PROVIDED TEXT:
☆ ☆ ☆ ☆ ☆ ☆ ☆

Dead zone in Gulf of Mexico continues to increase

By Nanci Velez
9/4/2007; The Daily Reveille (LSU, Online Edition)

The dead zone off the coast of Louisiana has grown to its largest size at 20,500 square kilometers, according to a July 2007 report by Louisiana Universities Marine Consortium.

Dead zones are places in aquatic environments that cannot sustain life because of oxygen levels. Low oxygen areas, or hypoxia, in the Gulf of Mexico were first seen in 1972.

Nan Walker, oceanography and coastal sciences professor, said hypoxia is prompted by the over blooming of phytoplankton, which is caused by certain chemicals and nutrients brought into the Gulf of Mexico by the Mississippi River. The bacteria that breaks down the phytoplankton is forced to use more oxygen in the process, reducing the amount needed by marine animals.

Terry Remaire, Louisiana Department of Wildlife and Fisheries biologist, said much blame has been placed on increased agricultural activity along the Mississippi River basin. Certain fertilizers used agriculturally in the Midwest contain nitrate, a nutrient which decreases oxygen in water.

"If you look at the broad picture, though, the real culprit is the increased population along the Mississippi River," Remaire said. "Now, just about everyone has some measure of guilt."

☆ ☆ ☆ ☆ ☆ ☆ ☆

AVAILABLE DATA:
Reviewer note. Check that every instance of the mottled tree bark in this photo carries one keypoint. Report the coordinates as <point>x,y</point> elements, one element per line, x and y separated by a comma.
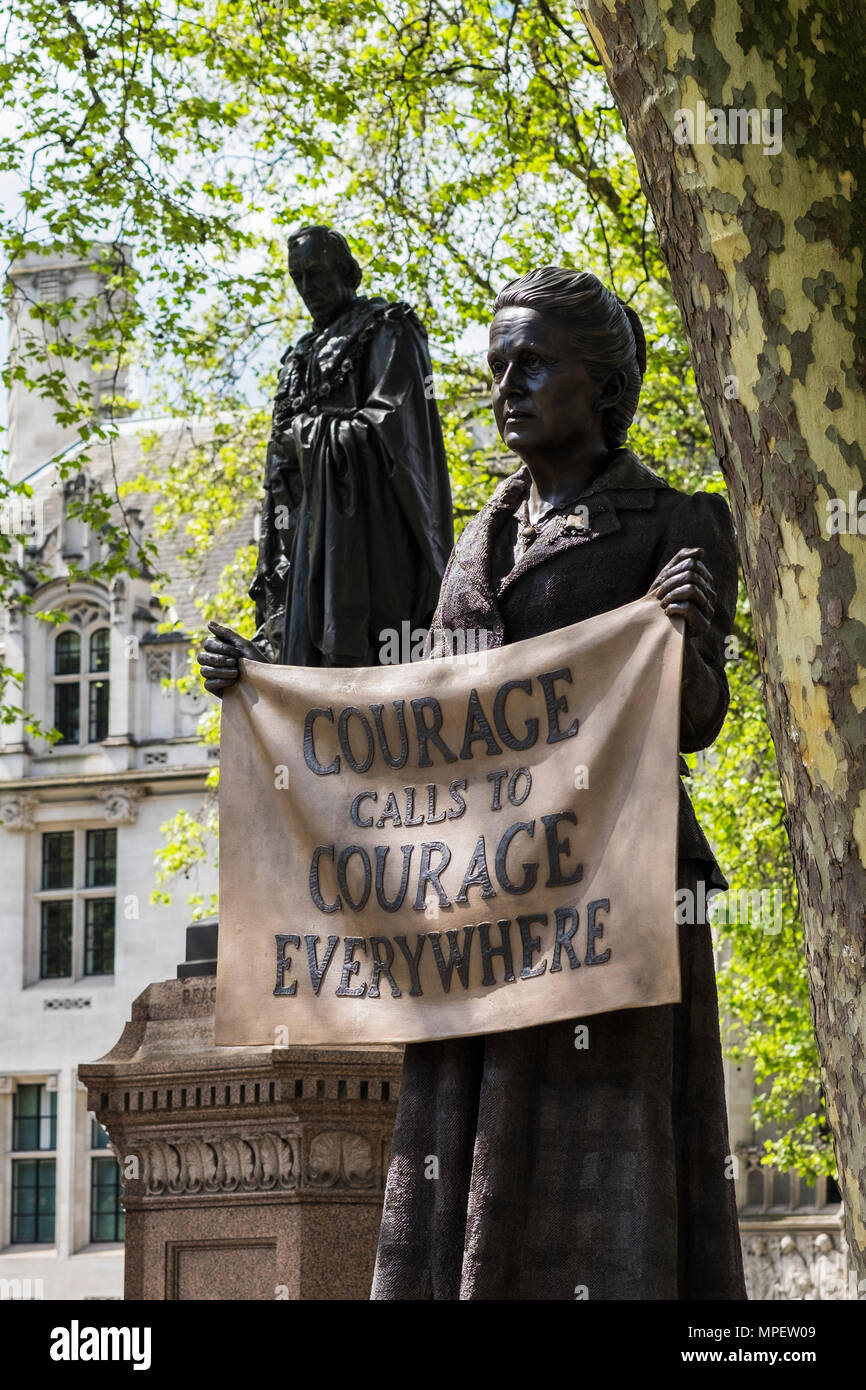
<point>766,259</point>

☆ ☆ ☆ ☆ ☆ ☆ ☆

TASK OBJECTIVE:
According to the Gulf of Mexico dead zone article, in what year were low oxygen areas in the Gulf first seen?

OUTPUT OF THE EXERCISE:
1972